Work to do:
In the records below, copy out everything from the line containing "Each instance of the rippled" down to the line containing "List the outlines of the rippled", including both of those lines, without changing a character.
[Start]
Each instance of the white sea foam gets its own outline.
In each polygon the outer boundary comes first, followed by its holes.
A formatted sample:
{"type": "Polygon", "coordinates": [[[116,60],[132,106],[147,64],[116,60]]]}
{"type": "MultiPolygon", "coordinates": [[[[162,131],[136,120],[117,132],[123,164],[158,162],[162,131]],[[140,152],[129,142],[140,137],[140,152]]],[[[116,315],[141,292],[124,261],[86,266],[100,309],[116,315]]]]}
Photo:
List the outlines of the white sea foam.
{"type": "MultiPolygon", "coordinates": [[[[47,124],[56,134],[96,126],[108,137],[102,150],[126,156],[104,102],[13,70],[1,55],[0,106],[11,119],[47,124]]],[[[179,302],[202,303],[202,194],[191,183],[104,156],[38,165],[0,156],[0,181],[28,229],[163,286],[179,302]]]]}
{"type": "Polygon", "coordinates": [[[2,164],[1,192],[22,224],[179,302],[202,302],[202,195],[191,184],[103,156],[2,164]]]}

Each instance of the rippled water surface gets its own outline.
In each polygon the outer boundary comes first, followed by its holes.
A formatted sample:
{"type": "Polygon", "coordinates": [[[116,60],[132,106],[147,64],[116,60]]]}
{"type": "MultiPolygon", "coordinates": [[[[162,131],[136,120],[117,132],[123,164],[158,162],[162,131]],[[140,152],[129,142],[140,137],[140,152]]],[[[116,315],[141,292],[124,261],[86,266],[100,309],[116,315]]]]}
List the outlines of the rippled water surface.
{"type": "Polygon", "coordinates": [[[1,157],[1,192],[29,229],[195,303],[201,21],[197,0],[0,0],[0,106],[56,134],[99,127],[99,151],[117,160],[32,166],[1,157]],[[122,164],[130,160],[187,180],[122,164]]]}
[End]
[Start]
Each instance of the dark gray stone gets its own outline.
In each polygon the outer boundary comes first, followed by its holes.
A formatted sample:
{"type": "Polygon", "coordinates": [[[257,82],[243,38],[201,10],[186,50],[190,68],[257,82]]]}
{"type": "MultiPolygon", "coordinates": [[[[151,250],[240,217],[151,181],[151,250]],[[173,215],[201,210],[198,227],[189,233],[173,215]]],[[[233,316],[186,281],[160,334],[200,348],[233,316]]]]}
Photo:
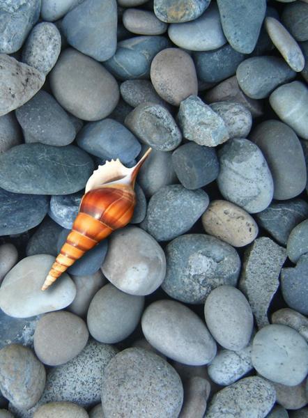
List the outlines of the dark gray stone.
[End]
Completed task:
Each instance of the rippled water surface gets its own outline.
In each polygon the outer boundary comes first, followed by its holes.
A formatted sample:
{"type": "Polygon", "coordinates": [[[116,60],[132,106],[147,64],[116,60]]]}
{"type": "MultiPolygon", "coordinates": [[[[162,131],[136,120],[117,132],[123,164],[158,162],[162,131]],[[140,152],[129,142],[140,137],[140,152]]],[[[116,315],[141,292],[124,261],[86,266],[100,309],[116,315]]]]}
List the outlines of the rippled water surface.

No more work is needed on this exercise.